* Provided passage:
+++
PROVIDENCE – The hit COVID-19 took on state coffers in fiscal year 2020 was not as bad as expected, thanks to a combination of higher tax revenue and lower expenses, plus a $120 million boost from the rainy day fund.
According to the fiscal 2020 preliminary closing statement published last week by the state comptroller, general revenue clocked in $141.8 million higher than was anticipated as of the state’s May Revenue Estimating Conference.
While revenue remained below pre-pandemic numbers, several sources came in well-above expectations. Taxes paid by financial institutions, while still a smaller contributor of income at $44.6 million, were nearly double the $24.4 million expected. In addition to taxes paid on net income, this figure also includes two somewhat unexpected contributions this year: a $10 million reimbursement for redemption of a historic structure tax credit certificate and $15 million in “large, infrequently occurring payments,” according to Paul Dion, chief of the R.I. Office of Revenue Analysis.
While Dion could not comment on the source or reason for these unexpected payments, he noted that they were somewhat unusual. The last time the state collected tax revenue from financial institutions for redeeming a historic structure tax credit certificate was in fiscal 2013, and for half the amount collected this year. The contribution in large, infrequently occurring payments was also substantially higher this year, he said.
+++
* Provided data:
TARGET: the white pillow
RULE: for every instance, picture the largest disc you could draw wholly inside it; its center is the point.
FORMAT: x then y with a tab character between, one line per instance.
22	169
+++
* Prompt A:
Answer these questions from the article on Rhode Island's fiscal 2020 revenue:
(i) How much did the rainy day fund add?
(ii) How much higher was general revenue than the estimate from the May Revenue Estimating Conference?
(iii) Before this year, in which fiscal year did the state last collect revenue from financial institutions for redeeming a historic structure tax credit certificate?
* Prompt B: Extend the article on Rhode Island's fiscal 2020 revenue, beginning after its final sentence.
The data come from a source separate from the article on Rhode Island's fiscal 2020 revenue.

* Response box A:
(i) $120 million
(ii) $141.8 million
(iii) Fiscal 2013

* Response box B:
Revenue from personal income taxes, which represent the lion’s share of the state’s tax income, also proved better than expected: the $1.4 billion in tax revenue was $46.6 million more than anticipated. That the pandemic hit fairly late in the fiscal year likely helped keep income taxes strong, said Michael DiBiase, CEO and president of the Rhode Island Public Expenditure Council. DiBiase also pointed to extra federal unemployment benefits, which are subject to the income tax, as an unforeseen source of tax revenue.
Other revenue sources that proved more lucrative than anticipated included:
- Sales and use taxes, which came in 3.4%, or $38.4 million, higher than expected, for a total of $1.2 billion.
- Taxes on business corporations, which were $15.7 million, or 11.82%, higher than expected, for a $148.6 million total.
- Rhode Island lottery revenue, which was $15.3 million, or 5.69%, above expectations, to end at $283.9 million.
The state also spent less out of its general fund than anticipated, saving $46.1 million over what was budgeted, to end the fiscal year with a $180.4 million surplus, which includes the $120 million transfer from the rainy day reserve fund.